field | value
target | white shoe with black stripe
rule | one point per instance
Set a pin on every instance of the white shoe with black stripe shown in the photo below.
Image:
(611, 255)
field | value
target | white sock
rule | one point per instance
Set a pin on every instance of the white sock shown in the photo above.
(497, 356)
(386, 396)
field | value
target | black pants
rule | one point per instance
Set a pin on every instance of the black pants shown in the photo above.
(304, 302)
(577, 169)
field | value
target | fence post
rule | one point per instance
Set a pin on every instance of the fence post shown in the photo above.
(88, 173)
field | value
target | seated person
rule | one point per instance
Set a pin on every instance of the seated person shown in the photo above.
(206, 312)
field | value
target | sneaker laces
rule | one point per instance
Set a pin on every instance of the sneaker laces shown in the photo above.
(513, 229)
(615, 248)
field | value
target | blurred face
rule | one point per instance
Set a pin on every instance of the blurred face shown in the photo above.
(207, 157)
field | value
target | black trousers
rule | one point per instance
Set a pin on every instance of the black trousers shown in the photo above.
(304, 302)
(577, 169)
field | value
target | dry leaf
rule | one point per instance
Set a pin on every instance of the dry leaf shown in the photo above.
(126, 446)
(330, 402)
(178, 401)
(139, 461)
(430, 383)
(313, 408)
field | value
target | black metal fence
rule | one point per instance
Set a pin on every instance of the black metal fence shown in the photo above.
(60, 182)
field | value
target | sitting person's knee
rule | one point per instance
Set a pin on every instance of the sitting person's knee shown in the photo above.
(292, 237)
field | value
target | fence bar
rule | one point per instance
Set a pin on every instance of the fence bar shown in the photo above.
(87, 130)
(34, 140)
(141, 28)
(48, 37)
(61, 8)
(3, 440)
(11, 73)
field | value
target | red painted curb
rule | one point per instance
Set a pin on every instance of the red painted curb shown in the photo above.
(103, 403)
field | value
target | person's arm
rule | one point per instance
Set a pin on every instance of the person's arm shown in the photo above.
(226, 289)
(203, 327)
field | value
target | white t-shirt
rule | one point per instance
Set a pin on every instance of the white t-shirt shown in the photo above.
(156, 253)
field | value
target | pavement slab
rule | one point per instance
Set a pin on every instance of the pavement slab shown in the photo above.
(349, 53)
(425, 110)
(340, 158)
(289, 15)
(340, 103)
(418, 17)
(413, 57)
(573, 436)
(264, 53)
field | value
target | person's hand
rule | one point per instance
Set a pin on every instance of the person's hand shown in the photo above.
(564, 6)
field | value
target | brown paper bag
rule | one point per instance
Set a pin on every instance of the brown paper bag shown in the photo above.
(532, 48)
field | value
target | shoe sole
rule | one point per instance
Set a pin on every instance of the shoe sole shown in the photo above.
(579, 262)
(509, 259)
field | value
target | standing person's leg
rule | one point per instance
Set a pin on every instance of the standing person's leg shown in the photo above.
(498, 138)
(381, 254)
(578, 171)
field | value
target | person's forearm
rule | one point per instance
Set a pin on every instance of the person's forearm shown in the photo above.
○ ○ ○ ○
List each line of the records above that contains the string "stripe". Matching is case-sensitive.

target | white shoe with black stripe
Set a pin on every instance of the white shoe with black stripe shown in the photo below.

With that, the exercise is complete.